(IHRE AUFGABE):
Kopieren Sie aus dem Text zur Abschiebehaft die Passage von „Auch in diesem“ bis „aufgeklärt, § 12 FGG.“ wortgetreu.

(QUELLE):
****************************************
Diese Rechtsgrundsätze sind sinngemäß auch auf den Fall anzuwenden, dass zwar nicht die Haftanordnung selbst angefochten ist, der Betroffene aber den zulässigen (BGHZ 73, 375, 381) Antrag gem. § 10 Abs. 2 FEVG auf Aufhebung der Haft gestellt hat, dieser zurückgewiesen worden ist und sich der Verfahrensgegenstand während des Beschwerde- oder Rechtsbeschwerdeverfahrens - etwa durch Entlassung des Betroffenen nach Ablauf der Haftdauer - erledigt. Auch wenn die ursprüngliche Haftanordnung nicht angefochten ist, mithin nicht rechtswidrig war, beeinträchtigt die Fortdauer der Haft trotz eines zulässigen - und, wie in diesem Zusammenhang zu unterstellen ist, begründeten - Antrages die schutzwürdigen Interessen des Betroffenen, namentlich dessen Freiheitsrecht.

Auch in diesem Fall kann das Rechtsschutzinteresse an der Feststellung, ob bzw. in welcher Zeit die Haft rechtswidrig war, nicht verneint werden.

Die an dem Betroffenen vollzogene Abschiebehaft war in der Zeit vom 18.03.2002 bis zu seiner Entlassung am 03.05.2002 rechtswidrig.

Das Landgericht hat - von seinem Rechtsstandpunkt aus - den Sachverhalt nicht genügend aufgeklärt, § 12 FGG.
****************************************
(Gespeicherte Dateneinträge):

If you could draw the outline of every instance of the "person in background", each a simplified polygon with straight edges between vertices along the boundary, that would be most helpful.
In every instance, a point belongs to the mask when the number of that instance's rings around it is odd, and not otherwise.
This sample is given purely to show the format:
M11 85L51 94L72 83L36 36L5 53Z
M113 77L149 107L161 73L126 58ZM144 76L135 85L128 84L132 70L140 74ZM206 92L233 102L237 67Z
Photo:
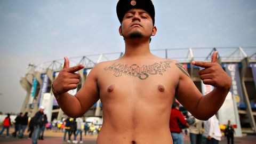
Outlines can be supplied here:
M83 140L82 140L82 126L83 125L83 117L78 117L76 118L76 125L77 125L77 130L76 132L76 136L75 137L75 142L77 143L77 141L76 140L76 138L78 134L80 134L80 141L79 143L83 143Z
M76 118L72 118L70 123L70 132L69 133L69 139L71 140L71 137L72 136L72 134L73 134L74 137L73 141L72 141L73 143L75 143L75 138L76 137L76 131L77 129L76 125Z
M28 139L31 139L31 137L32 137L32 134L33 133L34 131L34 126L35 126L34 121L35 117L33 117L30 119L30 121L29 121L29 124L28 124L28 132L29 132L29 134L28 134Z
M26 112L24 115L21 117L19 129L19 138L22 139L24 136L24 132L28 123L28 112Z
M70 142L70 138L69 137L69 134L70 133L70 125L71 125L71 122L70 122L70 118L68 117L65 121L65 126L64 127L65 129L65 132L64 132L64 138L63 139L63 140L64 141L66 141L66 135L67 133L68 133L68 140L67 141L68 142Z
M189 126L191 144L201 144L202 140L203 122L195 119L195 122Z
M44 119L41 125L40 125L40 131L39 132L38 139L44 140L44 130L45 130L45 125L47 123L48 121L47 120L47 116L46 114L44 114Z
M11 123L11 118L10 117L10 114L7 114L7 117L5 117L3 123L3 128L2 129L2 131L0 132L0 135L1 135L4 130L6 129L6 138L9 137L9 128L12 124Z
M19 127L20 126L20 121L21 117L22 117L22 113L20 113L19 115L18 115L15 118L15 123L14 123L14 132L12 134L12 137L16 137L17 132L19 131Z
M225 131L225 136L227 137L227 139L228 140L228 144L230 143L231 139L231 143L234 144L234 133L235 133L235 130L234 130L233 126L230 123L230 121L228 121L228 124L226 126L226 129Z
M206 144L218 144L221 140L221 132L219 120L214 115L206 121L204 121L204 132L203 135L206 138Z
M40 127L44 124L44 110L45 107L41 106L39 108L39 111L37 111L35 115L35 118L34 121L34 132L32 136L32 143L37 144L37 139L38 139Z
M189 125L183 116L181 112L179 111L180 104L174 102L172 103L171 116L170 118L170 130L172 135L174 144L183 144L182 131L179 125L189 127ZM180 123L180 124L179 124Z
M88 123L87 123L86 122L84 123L84 135L86 135L87 133L89 131L89 125L88 124Z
****************************************
(ERLEDIGTE AUFGABE):
Auch in diesem Fall kann das Rechtsschutzinteresse an der Feststellung, ob bzw. in welcher Zeit die Haft rechtswidrig war, nicht verneint werden.

Die an dem Betroffenen vollzogene Abschiebehaft war in der Zeit vom 18.03.2002 bis zu seiner Entlassung am 03.05.2002 rechtswidrig.

Das Landgericht hat - von seinem Rechtsstandpunkt aus - den Sachverhalt nicht genügend aufgeklärt, § 12 FGG.